→ **Text to read**
A geometrical interpretation of variational methods in machine learning
Published:
Variational methods are often introduced through information theory: learning means finding an approximate distribution that remains close to a target Bayesian posterior. This has a geometrical interpretation. The mathematical object being optimized is not a point in a Euclidean parameter space, it's a probability distribution living on a curved statistical manifold.
This distinction matters because Euclidean distance between parameters does not necessarily measure how much the model changes. Two parameter vectors can be far apart in coordinates while inducing nearly identical distributions. Conversely, a small parameter perturbation can strongly change the predictive behaviour of the model. Variational learning is better understood as motion in a space of distributions.
The Fisher Information Matrix as a local geometry
Consider a parametric family \(q_{\boldsymbol{\theta}}(\boldsymbol{\omega})\), where \(\boldsymbol{\theta}\) parameterizes a distribution over model parameters \(\boldsymbol{\omega}\). The space of such distributions can be viewed as a Riemannian manifold equipped with the Fisher-Rao metric. Infinitesimally, the Kullback-Leibler divergence between two nearby distributions behaves like a squared distance [1,2]:
\[ \mathcal{D}_{\mathrm{KL}} \big( q_{\boldsymbol{\theta}} \,||\, q_{\boldsymbol{\theta}+d\boldsymbol{\theta}} \big) \approx \frac{1}{2} d\boldsymbol{\theta}^{\top} \mathbf{F}(\boldsymbol{\theta}) d\boldsymbol{\theta}. \]Here, \(\mathbf{F}(\boldsymbol{\theta})\) is the Fisher Information Matrix:
\[ \mathbf{F}(\boldsymbol{\theta}) = \mathbb{E}_{q_{\boldsymbol{\theta}}} \left[ \nabla_{\boldsymbol{\theta}} \log q_{\boldsymbol{\theta}}(\boldsymbol{\omega}) \nabla_{\boldsymbol{\theta}} \log q_{\boldsymbol{\theta}}(\boldsymbol{\omega})^{\top} \right]. \]The Fisher matrix defines the local notion of distance on the statistical manifold. It measures how sensitive the induced distribution is to a change in coordinates. Large Fisher values indicate directions where small parameter changes strongly modify the distribution. Small Fisher values indicate directions where the distribution is nearly insensitive to perturbations [1,2].

→ **Items**

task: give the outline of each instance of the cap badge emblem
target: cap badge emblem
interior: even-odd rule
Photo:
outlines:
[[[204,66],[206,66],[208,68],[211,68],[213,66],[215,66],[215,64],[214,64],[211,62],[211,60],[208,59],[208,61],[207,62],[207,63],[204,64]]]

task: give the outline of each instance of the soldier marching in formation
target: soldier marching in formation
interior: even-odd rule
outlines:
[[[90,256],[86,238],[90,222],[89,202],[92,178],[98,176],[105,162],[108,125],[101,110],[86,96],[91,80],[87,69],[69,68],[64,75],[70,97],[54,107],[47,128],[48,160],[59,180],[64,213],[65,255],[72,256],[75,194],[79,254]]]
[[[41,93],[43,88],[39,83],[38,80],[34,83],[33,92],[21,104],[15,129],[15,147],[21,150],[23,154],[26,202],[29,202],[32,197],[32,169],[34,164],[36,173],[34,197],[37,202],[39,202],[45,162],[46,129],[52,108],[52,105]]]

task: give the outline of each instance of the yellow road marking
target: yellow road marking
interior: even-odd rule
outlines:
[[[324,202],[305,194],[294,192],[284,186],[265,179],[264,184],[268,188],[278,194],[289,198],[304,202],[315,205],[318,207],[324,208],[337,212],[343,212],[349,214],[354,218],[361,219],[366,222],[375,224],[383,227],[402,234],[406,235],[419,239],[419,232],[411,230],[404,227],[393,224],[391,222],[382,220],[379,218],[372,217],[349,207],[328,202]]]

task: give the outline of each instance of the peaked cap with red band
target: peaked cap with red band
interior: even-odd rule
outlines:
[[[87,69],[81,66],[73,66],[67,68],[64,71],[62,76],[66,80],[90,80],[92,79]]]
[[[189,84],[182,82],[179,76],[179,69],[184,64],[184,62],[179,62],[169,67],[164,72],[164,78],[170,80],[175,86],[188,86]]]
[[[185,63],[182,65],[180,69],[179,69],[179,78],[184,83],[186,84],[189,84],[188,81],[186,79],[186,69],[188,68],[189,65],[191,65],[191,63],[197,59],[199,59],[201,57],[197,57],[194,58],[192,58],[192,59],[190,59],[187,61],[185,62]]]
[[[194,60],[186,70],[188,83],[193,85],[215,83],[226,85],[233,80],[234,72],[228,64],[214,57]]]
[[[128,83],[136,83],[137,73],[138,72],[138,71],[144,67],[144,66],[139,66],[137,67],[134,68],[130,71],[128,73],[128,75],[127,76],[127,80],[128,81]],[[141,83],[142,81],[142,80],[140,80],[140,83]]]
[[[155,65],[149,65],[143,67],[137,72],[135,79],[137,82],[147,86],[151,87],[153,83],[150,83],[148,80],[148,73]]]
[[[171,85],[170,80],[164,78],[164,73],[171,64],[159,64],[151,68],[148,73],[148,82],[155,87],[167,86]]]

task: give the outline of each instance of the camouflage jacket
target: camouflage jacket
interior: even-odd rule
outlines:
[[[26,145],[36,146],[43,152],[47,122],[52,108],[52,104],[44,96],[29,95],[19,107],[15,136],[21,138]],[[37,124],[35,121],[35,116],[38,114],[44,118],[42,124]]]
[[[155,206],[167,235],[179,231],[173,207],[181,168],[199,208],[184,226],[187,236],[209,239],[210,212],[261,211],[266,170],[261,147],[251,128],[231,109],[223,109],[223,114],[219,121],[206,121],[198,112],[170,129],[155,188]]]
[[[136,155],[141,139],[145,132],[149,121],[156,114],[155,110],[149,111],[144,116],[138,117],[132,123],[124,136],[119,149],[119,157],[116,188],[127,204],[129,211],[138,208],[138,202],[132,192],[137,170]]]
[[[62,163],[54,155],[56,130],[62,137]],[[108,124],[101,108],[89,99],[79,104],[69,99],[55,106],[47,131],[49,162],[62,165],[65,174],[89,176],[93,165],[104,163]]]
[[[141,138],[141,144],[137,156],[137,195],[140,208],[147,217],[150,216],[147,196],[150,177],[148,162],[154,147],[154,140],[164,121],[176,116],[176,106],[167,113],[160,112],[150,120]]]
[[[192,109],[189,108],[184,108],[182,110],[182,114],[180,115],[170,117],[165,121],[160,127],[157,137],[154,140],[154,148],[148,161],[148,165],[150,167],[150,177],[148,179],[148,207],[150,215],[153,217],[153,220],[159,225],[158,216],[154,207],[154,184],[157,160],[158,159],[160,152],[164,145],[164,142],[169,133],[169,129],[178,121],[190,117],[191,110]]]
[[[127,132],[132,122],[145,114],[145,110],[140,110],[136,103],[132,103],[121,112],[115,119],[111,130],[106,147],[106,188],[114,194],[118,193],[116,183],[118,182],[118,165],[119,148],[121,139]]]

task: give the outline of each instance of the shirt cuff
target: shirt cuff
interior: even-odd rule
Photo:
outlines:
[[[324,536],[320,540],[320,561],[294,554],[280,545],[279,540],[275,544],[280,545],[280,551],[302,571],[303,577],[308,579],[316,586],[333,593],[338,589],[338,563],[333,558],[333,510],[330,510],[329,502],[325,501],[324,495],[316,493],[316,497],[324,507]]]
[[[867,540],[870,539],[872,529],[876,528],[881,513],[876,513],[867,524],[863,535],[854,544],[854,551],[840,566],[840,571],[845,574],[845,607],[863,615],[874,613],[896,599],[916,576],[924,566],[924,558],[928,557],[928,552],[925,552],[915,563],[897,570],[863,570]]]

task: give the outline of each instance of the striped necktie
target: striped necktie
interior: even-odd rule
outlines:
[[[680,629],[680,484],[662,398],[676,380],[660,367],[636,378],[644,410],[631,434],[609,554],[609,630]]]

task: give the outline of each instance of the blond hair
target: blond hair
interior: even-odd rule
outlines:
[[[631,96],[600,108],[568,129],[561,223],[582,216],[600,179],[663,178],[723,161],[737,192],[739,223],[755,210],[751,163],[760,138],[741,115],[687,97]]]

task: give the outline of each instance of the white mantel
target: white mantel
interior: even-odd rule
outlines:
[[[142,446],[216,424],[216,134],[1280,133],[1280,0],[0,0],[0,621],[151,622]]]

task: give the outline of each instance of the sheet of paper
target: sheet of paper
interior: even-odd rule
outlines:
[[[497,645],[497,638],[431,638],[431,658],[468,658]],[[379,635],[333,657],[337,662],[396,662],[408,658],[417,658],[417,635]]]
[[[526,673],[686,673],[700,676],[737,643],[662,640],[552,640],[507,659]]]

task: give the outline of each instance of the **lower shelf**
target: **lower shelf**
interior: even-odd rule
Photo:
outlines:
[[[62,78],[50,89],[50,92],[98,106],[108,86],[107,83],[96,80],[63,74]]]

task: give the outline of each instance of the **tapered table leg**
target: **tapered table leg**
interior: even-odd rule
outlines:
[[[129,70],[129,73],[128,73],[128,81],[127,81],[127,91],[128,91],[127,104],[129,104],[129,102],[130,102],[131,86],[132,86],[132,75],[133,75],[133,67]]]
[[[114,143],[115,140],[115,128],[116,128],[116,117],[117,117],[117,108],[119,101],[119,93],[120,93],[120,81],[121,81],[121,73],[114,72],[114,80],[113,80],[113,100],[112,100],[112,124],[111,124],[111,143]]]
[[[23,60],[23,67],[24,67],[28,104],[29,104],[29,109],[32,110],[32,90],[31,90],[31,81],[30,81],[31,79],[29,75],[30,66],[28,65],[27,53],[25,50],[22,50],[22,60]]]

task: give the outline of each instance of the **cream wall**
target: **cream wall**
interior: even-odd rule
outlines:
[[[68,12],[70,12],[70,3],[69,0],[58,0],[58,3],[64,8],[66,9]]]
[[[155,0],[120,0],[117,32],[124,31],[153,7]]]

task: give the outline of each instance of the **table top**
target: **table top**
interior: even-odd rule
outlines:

→ **Exercise task**
Answer these questions from the text on variational methods:
1. What object is being optimized in variational learning, and on what does it live?
2. Which metric is the space of distributions equipped with?
3. What do small Fisher values indicate?

→ **Result of this exercise**
1. A probability distribution, living on a curved statistical manifold.
2. The Fisher-Rao metric.
3. Directions where the distribution is nearly insensitive to perturbations.